*Text provided*
------------------------------------------------------------

I have found this MOZ graphic to be very helpful in explaining the various ranking factors that are considered in Google’s algorithm.
Some of these things you can impact more easily, some are out of your control. The key to success is that you spend your time working towards building up all of these ranking factors together. As I said, there is no one piece that will drive success, you have to understand how they all work together.
SEO can be frustrating at times, because it takes a very long time to see the results of your work. It is very likely that effort you put in now may not yield results for 3, 6, or even 12 months.
What does this mean? It means that you have to be patient. You may create a stellar piece of content, perfectly optimized to rank for a targeted keyword. You may even get a couple of strong links from other websites pointing to your site, and get a bunch of shares on social media. But you won’t see ranking improvements overnight, it just doesn’t work that way. The internet is a big place, and it takes the search engine crawlers a long time to index, evaluate, and process every piece of content, link, and social signal.
This is ok, as long as you are thinking strategically about growing your photo brand and your photo business, then you can know with confidence that the work you are doing now will pay off down the road. Stick with it, and be patient. It’s worth it.
When it comes to keywords that you are going after, I have found that it is much more valuable to go after very targeted, specific keyword options. Even though they will likely yield less total traffic, the people who search for long-tail keywords are more likely to be interested in what you have to offer.
This works particularly well for location-specific imagery. For example, almost all of my contacts for commissioned photos found me because they searched for “San Francisco landscape photographer,” instead of just “landscape photographer.” Get it? Even though the former has much less search volume, because I am able to present images and content that matches that keyword very specifically, those people are more likely to contact me.
As photographers, we deal in mostly visual mediums. Our websites have galleries that are full of images, and the way that we design our websites is primarily with user experience in mind. We are thinking about how to display our work in the most compelling, visually appealing way possible. However, this presents an inherent challenge for photographers seeking to improve their SEO.

------------------------------------------------------------

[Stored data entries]

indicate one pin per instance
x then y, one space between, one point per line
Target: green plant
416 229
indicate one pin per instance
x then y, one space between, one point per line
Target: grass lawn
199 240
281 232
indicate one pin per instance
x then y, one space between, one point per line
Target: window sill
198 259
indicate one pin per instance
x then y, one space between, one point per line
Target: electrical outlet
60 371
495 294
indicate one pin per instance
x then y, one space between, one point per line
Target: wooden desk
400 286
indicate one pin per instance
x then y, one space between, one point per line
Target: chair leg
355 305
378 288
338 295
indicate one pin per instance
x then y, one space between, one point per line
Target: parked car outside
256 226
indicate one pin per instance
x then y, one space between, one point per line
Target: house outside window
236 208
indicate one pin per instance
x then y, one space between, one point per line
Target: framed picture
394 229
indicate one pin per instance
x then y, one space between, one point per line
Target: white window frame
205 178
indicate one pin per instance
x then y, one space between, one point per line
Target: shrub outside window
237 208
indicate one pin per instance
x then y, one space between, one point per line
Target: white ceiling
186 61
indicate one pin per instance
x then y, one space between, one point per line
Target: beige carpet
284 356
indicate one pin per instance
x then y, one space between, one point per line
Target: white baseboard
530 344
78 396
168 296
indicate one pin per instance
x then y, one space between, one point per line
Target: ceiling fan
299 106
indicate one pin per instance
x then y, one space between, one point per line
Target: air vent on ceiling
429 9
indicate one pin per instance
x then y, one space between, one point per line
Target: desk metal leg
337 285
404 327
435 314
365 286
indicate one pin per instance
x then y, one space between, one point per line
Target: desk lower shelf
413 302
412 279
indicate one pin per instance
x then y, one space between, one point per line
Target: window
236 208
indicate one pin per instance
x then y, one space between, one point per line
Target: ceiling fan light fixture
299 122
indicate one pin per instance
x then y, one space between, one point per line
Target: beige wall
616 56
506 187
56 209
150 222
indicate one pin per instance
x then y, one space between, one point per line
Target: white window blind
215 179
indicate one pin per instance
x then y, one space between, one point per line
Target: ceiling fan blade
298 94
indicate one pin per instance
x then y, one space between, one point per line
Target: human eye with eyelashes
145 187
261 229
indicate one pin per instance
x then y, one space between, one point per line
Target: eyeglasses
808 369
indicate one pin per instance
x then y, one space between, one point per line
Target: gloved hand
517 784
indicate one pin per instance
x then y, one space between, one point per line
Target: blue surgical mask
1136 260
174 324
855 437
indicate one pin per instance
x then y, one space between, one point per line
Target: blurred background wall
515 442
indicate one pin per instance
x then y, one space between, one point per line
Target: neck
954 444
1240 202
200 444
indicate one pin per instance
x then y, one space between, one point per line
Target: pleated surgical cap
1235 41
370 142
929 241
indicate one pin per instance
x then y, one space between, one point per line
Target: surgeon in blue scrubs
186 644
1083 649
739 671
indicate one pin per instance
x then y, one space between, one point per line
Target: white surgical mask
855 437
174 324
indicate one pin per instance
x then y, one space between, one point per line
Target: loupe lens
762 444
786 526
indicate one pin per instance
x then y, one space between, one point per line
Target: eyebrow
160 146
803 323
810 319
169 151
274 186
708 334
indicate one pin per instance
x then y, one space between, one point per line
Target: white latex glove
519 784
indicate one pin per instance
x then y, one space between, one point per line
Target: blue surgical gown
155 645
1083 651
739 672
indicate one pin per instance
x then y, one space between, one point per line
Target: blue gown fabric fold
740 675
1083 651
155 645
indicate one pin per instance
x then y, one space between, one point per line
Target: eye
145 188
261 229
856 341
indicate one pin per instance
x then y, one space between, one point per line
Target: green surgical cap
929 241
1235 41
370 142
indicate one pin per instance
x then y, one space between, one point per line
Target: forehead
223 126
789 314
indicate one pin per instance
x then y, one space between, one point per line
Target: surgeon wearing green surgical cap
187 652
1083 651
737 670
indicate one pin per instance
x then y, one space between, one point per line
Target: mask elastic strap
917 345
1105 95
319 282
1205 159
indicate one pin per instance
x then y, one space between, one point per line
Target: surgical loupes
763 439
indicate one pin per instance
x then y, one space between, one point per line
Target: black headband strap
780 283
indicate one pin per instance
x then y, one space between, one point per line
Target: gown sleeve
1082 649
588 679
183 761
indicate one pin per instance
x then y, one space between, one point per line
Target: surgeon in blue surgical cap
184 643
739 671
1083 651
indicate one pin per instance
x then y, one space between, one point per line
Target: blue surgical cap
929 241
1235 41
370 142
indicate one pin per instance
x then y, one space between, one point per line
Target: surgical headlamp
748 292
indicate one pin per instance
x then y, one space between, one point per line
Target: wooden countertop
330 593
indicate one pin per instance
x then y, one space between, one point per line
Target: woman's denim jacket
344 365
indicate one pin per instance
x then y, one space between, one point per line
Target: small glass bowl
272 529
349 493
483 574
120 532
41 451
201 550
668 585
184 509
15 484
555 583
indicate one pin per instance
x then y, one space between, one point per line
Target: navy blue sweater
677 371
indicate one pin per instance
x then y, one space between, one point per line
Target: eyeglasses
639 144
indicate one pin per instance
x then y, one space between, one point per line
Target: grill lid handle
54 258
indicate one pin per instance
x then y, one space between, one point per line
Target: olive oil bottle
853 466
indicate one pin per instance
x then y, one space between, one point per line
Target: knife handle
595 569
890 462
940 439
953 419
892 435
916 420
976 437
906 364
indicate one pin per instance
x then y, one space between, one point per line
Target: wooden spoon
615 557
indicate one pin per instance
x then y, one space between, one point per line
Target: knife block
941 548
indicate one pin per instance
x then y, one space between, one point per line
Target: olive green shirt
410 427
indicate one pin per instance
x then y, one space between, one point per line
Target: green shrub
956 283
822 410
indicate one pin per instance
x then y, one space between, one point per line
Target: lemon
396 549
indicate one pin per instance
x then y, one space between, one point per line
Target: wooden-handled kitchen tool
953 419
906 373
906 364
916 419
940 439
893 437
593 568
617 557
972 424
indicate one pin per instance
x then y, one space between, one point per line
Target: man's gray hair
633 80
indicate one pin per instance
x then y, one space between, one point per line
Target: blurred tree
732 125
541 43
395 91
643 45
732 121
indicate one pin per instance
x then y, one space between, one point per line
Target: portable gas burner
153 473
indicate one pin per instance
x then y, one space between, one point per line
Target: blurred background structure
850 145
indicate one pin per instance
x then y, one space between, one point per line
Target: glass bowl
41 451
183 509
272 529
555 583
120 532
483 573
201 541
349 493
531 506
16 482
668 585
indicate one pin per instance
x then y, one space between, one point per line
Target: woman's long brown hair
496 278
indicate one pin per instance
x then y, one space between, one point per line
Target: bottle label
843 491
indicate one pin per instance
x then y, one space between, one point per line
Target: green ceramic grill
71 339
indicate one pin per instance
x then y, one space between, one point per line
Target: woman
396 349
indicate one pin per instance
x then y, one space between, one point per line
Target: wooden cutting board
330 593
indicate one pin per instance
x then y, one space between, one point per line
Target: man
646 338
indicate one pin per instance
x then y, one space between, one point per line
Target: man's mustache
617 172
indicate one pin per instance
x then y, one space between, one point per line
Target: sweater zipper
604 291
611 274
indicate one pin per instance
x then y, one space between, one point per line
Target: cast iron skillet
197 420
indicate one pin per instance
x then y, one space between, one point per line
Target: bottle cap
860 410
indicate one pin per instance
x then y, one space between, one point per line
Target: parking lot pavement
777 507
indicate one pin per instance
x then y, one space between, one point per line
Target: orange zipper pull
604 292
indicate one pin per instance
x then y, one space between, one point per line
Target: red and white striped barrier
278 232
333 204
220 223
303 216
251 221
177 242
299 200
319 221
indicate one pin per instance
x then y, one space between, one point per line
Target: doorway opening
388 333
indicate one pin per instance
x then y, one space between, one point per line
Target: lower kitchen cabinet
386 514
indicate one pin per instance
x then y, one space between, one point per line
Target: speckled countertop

------------------------------------------------------------

*Exercises to complete*
(1) Answer these questions using the SEO text above the records:
(a) Which graphic does the writer find helpful for explaining the ranking factors in Google's algorithm?
(b) How long might current effort take to yield results?
(c) Which search phrase did almost all of the writer's contacts for commissioned photos use to find the writer?
(2) Return the portion of the SEO text above the records starting at "When it comes" and ending at "have to offer.", copied word for word.

*Outputs for the tasks*
(1)
(a) A MOZ graphic.
(b) 3, 6, or even 12 months.
(c) "San Francisco landscape photographer."

(2)
When it comes to keywords that you are going after, I have found that it is much more valuable to go after very targeted, specific keyword options. Even though they will likely yield less total traffic, the people who search for long-tail keywords are more likely to be interested in what you have to offer.